Excerpted text —
The second was aerobic exercise. In her 70s, she would do intense aerobic exercise to a level that would drop most twenty-year-old athletes. If she did enough exercise her body would generate enough endorphins to kill the pain and allow her to sleep. But, obviously, aerobic exercise is a limited solution, particularly for a woman in her 70s.
The third thing that gave her pain relief was marijuana. She reported that it was the only treatment she ever had that COMPLETELY eliminated the pain. She said that she found it quite strange because some of the other medicines would reduce the pain to the point where it was bearable for a while, but none had ever just completely erased the pain as if it had never been there in the first place. After she reported that, I ran across some medical research which may have explained it. Marijuana contains at least one chemical that acts as a pain killer at the spinal level, not the brain level. Thus, it can kill pain for some people without the same risk of addiction that one would have from opioids.
She eventually decided that she didn't want to take marijuana for her own reasons. She didn't like the taste of it, and couldn't find any way that she could take it that completely eliminated the taste. Also, she didn't like the "high". As I mentioned above, she really didn't like any alteration of her normal mental state and never did get used to the mental effects of it. With every medicinal drug, there is a list of benefits and drawbacks that every patient has to judge for their own situation. However, to the end of her life, she did remain convinced from her own experience that marijuana was nothing less than a medical miracle for at least some people. She did wish that the US Government would allow proper research into marijuana so perhaps the compounds that eliminated her pain could be isolated and made into a medicine that might relieve the pain without producing the "high" that she did not like.
But whether anyone agrees with the medical value of marijuana, I have always felt that there is a larger point. Let's suppose that some of these sick people were growing tobacco in their own backyards because they thought that tobacco cigars made them feel better. We all know, of course, that tobacco is not a medicine and, in fact, can be quite harmful. Would anyone seriously suggest that the best way to protect those sick people would be to arrest them, seize their property, and put them through an expensive prosecution? Clearly not.
The larger point is that it doesn't make any medical or moral sense to punish sick people for trying to relieve their own suffering -- even if you disagree with their choice of medicine. They may not be doing what you or I would do in their situation, but for God's sake just leave them alone and let them deal with their suffering the best way they can.
Thanks for your continuing work to bring rationality to our drug laws. I have always firmly believed that one day most of the people in this country will see our drug laws for the insanity that they are and that we will win the fight for reform.

Raw data —
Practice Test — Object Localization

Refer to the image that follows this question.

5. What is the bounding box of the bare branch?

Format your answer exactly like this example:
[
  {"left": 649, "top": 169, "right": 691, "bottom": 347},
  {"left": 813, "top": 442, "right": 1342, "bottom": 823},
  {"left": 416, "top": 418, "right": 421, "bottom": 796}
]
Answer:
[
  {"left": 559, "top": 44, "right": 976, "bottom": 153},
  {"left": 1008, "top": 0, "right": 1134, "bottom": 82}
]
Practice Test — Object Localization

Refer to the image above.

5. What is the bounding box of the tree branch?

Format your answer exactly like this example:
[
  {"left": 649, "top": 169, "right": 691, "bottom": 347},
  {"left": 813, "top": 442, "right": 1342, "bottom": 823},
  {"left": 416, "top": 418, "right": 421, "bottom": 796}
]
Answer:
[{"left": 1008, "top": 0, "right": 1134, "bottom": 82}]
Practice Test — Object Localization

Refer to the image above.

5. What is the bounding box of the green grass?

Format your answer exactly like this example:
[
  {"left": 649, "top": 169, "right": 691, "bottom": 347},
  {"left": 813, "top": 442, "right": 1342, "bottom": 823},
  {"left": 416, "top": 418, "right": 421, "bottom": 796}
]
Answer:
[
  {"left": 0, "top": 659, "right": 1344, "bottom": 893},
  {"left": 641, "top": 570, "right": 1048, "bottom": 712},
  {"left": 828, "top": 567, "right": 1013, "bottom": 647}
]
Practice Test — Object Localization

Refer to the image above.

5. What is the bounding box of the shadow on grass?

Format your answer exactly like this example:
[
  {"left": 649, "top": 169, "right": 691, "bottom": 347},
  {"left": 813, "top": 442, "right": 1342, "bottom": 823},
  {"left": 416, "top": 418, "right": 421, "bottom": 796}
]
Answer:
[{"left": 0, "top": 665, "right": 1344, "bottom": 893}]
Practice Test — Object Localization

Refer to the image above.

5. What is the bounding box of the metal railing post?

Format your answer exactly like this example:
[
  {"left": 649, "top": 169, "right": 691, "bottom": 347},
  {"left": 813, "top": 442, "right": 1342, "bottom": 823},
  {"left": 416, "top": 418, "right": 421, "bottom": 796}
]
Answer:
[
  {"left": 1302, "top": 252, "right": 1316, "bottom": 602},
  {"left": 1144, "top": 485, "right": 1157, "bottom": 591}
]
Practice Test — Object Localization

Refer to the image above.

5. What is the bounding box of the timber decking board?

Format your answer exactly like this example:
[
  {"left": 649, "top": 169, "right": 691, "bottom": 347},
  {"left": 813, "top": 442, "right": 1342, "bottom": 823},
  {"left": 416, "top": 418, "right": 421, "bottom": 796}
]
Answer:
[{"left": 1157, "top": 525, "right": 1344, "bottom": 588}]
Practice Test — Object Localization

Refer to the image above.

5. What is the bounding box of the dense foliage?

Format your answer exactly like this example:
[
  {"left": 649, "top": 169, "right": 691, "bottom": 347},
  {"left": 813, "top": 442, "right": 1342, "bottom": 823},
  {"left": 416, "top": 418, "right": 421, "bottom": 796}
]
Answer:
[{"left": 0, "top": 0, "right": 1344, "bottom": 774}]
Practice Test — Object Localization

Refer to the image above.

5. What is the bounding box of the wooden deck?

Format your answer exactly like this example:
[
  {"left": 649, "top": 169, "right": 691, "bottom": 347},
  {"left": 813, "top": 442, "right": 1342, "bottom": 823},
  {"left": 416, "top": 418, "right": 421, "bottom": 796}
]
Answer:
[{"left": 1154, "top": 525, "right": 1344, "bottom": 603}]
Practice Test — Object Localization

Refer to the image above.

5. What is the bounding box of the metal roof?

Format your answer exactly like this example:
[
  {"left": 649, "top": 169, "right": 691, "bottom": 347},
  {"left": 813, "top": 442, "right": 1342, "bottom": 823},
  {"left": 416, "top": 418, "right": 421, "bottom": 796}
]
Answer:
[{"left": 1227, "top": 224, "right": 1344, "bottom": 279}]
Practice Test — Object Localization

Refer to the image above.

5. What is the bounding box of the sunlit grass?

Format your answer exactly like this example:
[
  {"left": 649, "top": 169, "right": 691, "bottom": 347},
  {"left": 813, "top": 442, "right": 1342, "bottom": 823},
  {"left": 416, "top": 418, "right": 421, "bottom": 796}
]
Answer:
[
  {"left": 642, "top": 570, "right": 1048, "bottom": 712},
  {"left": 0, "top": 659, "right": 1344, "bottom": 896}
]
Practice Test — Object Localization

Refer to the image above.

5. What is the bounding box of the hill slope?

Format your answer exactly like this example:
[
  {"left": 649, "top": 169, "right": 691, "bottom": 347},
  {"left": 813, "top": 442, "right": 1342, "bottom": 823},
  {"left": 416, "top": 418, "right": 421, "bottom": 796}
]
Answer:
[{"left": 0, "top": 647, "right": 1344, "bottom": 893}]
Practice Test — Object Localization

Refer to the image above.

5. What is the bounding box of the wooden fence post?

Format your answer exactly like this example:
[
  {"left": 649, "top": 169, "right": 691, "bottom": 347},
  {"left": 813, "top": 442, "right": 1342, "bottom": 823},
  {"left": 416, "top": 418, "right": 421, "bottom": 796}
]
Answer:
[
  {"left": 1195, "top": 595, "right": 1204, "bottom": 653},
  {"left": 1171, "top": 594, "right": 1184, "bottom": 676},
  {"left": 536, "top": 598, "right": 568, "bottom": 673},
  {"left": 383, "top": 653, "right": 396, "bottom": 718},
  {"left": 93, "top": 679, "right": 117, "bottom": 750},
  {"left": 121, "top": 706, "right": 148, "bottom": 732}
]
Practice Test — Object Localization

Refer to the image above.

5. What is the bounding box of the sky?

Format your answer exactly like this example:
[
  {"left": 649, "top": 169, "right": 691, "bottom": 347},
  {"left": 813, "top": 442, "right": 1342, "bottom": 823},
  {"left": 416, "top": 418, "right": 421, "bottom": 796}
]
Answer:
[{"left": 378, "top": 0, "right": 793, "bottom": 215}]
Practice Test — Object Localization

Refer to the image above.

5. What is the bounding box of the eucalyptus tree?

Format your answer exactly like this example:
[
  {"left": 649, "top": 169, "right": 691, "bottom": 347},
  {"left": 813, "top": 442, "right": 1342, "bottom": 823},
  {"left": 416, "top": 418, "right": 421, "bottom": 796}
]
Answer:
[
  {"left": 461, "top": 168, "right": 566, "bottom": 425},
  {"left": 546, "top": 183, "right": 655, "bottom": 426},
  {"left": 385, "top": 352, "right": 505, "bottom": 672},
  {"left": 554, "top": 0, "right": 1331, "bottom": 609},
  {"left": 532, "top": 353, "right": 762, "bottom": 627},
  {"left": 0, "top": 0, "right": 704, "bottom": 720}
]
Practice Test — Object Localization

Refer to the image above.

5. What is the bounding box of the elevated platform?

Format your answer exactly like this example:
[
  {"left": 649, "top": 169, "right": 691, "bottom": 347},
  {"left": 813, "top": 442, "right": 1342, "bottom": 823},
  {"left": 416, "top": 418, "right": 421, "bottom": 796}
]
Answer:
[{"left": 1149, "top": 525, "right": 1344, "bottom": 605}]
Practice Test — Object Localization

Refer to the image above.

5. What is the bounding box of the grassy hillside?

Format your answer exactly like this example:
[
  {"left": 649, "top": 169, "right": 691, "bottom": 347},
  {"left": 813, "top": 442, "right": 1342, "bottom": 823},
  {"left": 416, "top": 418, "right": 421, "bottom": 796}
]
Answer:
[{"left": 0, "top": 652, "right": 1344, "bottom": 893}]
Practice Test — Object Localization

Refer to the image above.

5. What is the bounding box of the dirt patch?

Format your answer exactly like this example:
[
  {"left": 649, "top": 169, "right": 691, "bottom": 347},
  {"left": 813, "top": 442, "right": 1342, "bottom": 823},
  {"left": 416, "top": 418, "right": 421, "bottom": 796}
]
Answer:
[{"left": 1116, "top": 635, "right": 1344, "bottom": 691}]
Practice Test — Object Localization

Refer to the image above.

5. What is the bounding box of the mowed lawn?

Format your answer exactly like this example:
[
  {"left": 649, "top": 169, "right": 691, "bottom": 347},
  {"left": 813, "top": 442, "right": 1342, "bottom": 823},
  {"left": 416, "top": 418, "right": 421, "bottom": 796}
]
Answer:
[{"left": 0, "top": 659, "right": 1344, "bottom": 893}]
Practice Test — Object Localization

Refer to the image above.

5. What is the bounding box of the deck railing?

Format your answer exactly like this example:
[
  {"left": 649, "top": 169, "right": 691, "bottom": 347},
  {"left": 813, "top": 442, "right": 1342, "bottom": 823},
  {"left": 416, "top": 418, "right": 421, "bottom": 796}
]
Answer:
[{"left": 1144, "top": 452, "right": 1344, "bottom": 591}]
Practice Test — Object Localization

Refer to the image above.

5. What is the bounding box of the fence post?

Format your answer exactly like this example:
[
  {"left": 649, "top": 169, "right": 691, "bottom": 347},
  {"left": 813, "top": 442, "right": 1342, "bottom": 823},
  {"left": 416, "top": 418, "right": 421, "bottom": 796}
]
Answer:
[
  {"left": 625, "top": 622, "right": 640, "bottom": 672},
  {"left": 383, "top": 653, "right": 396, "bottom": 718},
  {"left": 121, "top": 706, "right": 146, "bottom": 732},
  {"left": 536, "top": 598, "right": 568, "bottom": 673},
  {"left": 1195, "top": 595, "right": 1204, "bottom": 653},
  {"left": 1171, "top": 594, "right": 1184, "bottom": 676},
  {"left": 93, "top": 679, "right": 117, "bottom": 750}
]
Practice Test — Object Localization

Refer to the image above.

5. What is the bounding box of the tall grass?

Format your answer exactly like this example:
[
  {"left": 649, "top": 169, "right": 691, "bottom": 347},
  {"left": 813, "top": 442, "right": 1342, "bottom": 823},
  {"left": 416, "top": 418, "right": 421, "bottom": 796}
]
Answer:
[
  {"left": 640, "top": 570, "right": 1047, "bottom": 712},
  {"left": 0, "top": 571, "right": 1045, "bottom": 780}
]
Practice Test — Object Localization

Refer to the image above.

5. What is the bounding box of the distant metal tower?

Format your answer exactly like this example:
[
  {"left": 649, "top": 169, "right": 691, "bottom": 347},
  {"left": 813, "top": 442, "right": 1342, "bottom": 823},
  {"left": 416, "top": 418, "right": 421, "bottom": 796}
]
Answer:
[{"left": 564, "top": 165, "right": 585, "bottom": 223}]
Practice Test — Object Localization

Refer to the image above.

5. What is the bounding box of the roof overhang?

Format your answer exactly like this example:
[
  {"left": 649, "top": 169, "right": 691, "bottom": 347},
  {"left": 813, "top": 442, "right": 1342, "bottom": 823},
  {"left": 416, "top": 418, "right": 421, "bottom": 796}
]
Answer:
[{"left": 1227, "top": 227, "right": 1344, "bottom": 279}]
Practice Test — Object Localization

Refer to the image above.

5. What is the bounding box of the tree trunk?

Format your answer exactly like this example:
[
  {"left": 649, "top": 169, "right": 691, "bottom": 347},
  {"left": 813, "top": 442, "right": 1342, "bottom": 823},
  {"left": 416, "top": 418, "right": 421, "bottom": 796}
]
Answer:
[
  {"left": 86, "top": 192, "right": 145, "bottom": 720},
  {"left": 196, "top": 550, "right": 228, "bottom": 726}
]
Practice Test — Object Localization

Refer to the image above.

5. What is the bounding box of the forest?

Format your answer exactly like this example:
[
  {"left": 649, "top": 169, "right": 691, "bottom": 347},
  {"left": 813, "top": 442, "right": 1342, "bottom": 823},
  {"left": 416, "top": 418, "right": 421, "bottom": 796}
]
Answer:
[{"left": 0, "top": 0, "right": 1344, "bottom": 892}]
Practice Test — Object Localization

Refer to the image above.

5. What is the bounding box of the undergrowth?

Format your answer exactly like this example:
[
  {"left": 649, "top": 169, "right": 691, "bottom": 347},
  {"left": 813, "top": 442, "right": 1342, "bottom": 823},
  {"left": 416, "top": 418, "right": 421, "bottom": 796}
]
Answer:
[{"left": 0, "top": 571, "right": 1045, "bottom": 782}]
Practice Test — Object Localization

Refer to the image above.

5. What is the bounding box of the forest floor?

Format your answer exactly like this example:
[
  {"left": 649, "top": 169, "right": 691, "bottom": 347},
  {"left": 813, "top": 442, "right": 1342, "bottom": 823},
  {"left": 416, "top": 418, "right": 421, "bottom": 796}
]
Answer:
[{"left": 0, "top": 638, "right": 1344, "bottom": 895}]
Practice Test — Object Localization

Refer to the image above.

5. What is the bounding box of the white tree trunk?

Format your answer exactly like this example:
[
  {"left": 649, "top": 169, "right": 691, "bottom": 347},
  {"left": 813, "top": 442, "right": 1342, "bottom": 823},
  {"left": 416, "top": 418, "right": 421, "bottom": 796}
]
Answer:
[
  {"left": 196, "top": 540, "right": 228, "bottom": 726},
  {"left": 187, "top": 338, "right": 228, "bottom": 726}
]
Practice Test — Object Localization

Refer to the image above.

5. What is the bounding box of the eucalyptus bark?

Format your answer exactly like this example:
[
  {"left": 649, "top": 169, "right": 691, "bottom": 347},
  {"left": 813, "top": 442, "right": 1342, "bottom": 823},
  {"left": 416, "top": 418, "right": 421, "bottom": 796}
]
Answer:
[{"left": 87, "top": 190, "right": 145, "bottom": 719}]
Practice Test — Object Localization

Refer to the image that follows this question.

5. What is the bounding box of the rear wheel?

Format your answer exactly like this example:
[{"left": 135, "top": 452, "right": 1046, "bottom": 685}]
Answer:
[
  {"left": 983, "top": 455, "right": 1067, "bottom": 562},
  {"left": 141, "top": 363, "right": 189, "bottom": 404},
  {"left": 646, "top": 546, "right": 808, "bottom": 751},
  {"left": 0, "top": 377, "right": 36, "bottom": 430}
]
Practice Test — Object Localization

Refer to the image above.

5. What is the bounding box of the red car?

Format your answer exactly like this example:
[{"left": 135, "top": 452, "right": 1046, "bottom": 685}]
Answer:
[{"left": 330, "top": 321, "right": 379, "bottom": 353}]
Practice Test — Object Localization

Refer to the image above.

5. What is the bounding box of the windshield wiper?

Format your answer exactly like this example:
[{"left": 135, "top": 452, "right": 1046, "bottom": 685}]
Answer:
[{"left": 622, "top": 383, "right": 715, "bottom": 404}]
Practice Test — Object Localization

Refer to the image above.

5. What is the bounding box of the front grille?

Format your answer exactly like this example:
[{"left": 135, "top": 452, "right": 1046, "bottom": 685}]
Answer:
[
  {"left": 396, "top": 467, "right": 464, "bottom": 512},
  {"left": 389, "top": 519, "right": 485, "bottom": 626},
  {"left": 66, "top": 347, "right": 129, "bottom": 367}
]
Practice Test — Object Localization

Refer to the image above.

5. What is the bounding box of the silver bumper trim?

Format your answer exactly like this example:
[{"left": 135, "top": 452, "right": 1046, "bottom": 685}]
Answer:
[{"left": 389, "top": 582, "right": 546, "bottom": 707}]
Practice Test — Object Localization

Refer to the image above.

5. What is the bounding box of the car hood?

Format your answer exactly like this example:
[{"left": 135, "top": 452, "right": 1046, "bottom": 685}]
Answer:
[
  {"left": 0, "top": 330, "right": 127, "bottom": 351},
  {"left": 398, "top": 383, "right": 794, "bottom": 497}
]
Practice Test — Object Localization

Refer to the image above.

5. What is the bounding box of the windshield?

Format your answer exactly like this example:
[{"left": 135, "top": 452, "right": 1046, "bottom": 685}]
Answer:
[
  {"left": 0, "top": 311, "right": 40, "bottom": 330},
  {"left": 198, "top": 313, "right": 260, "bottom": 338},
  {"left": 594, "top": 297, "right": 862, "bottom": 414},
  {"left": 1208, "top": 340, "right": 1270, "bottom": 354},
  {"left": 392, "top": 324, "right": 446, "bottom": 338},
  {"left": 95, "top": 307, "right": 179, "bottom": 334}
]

Exercise requirements —
a - In the excerpt on pain relief, which treatment was the only one that completely eliminated her pain?
b - Reproduce the passage of the excerpt on pain relief starting at "The third thing" and ending at "have from opioids.".

Results by task —
a - Marijuana.

b -
The third thing that gave her pain relief was marijuana. She reported that it was the only treatment she ever had that COMPLETELY eliminated the pain. She said that she found it quite strange because some of the other medicines would reduce the pain to the point where it was bearable for a while, but none had ever just completely erased the pain as if it had never been there in the first place. After she reported that, I ran across some medical research which may have explained it. Marijuana contains at least one chemical that acts as a pain killer at the spinal level, not the brain level. Thus, it can kill pain for some people without the same risk of addiction that one would have from opioids.